*Podany tekst:*
──────

Powyższe określenie jest zwykle obraźliwe i opisuje młode kobiety śledzące rozpoznawalne osoby w celu zainicjowania z nimi kontaktu seksualnego lub zaoferowania im seksu, ale jak stwierdza sama Penny: „Nie jesteśmy groupies. Groupies sypiają z muzykami, bo są sławni. My jesteśmy tu dla samej muzyki. Z nikim się nie bzykamy, wspieramy ich muzykę, inspirujemy, jesteśmy tu dla nich.”. Ten całkiem stosowny i niewinny stosunek młodych pięknych dziewczyn do członków sławnych kapel rockowych zdecydowanie lepiej jednak opisała jej koleżanka – Estrella Starr, nazywając je po prostu „pogotowiem dla artystów”.
Wspomniana wcześniej matka Williama – Elaine Miller, pomimo swojej nadmiernej troski, nie jest typem stręczycielki, na każdym kroku zatruwającej życie swojemu synowi, lecz wręcz przeciwnie – stara się wykazać choć najmniejsze zrozumienie dla jego pasji, a jeśli chodzi o relacje z córką imieniem Anita (starszą siostrą głównego bohatera), również potrafi okazać tolerancję dla jej wyborów, chociażby na płaszczyźnie zawodowej. Gorzej prezentuje się sprawa na gruncie zainteresowań muzycznych, gdyż w oczach matki duet Simon and Garfunkel jawi się jako nakłaniający młodzież do zażywania narkotyków i uprawiania seksu, natomiast w mniemaniu osiemnastoletniej już pierworodnej to poeci szerzący miłość i pokój.

──────

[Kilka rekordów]
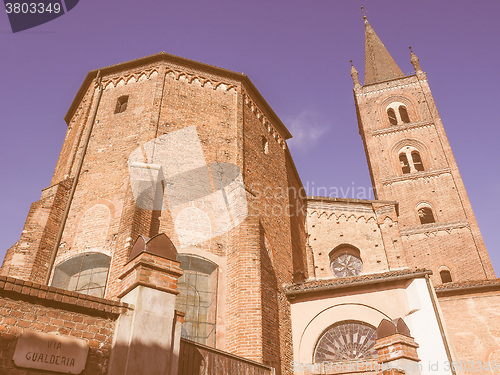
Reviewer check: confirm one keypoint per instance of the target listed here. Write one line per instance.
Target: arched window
(346, 341)
(198, 298)
(121, 104)
(425, 215)
(445, 276)
(85, 273)
(392, 116)
(417, 161)
(405, 166)
(403, 113)
(345, 260)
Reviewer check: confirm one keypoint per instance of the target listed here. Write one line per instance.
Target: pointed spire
(379, 64)
(415, 62)
(355, 76)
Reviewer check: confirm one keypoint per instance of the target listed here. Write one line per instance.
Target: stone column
(147, 339)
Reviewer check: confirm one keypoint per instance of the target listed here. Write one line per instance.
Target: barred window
(198, 298)
(345, 260)
(85, 273)
(445, 276)
(392, 116)
(405, 166)
(121, 104)
(425, 215)
(403, 113)
(346, 341)
(417, 161)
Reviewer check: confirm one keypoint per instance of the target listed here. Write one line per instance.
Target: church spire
(379, 64)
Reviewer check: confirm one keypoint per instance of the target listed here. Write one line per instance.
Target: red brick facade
(36, 307)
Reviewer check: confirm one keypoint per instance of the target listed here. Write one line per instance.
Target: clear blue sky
(297, 54)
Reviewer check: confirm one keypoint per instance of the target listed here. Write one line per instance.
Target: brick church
(176, 238)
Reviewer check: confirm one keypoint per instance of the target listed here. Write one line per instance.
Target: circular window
(347, 340)
(346, 261)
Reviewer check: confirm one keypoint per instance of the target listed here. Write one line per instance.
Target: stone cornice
(264, 120)
(402, 128)
(434, 227)
(44, 294)
(416, 175)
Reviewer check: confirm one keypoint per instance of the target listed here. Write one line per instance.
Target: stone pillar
(398, 352)
(147, 339)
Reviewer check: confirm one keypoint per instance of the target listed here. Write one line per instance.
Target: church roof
(379, 64)
(163, 56)
(337, 283)
(469, 286)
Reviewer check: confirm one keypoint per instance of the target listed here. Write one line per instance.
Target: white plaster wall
(311, 317)
(424, 328)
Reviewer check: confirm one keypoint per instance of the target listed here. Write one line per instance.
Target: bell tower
(411, 161)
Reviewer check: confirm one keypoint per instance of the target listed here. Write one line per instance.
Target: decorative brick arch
(409, 145)
(331, 315)
(386, 103)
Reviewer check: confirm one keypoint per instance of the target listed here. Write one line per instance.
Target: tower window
(403, 113)
(445, 276)
(85, 273)
(345, 261)
(405, 166)
(417, 161)
(425, 215)
(121, 104)
(392, 116)
(397, 113)
(198, 298)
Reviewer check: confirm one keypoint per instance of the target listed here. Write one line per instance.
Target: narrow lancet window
(392, 116)
(445, 276)
(403, 113)
(417, 161)
(405, 166)
(121, 104)
(425, 215)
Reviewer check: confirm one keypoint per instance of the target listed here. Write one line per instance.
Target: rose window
(345, 341)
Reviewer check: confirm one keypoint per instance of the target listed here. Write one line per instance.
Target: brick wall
(454, 240)
(31, 306)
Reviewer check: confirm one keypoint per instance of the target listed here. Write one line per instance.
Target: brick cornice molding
(44, 294)
(434, 228)
(264, 120)
(416, 176)
(402, 128)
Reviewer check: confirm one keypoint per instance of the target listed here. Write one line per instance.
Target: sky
(296, 53)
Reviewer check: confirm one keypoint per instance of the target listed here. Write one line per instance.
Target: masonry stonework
(176, 210)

──────

*Polecenie 1:* Jak ma na imię starsza siostra Williama według podanego tekstu?
*Polecenie 2:* Pokaż każdy wiersz rekordów, w którym występuje słowo „spire”, z uwzględnieniem wielkości liter.
Rekordy nie mają żadnego związku z podanym tekstem.

*Rozwiązanie 1:* Anita.

*Rozwiązanie 2:*
Target: pointed spire
Target: church spire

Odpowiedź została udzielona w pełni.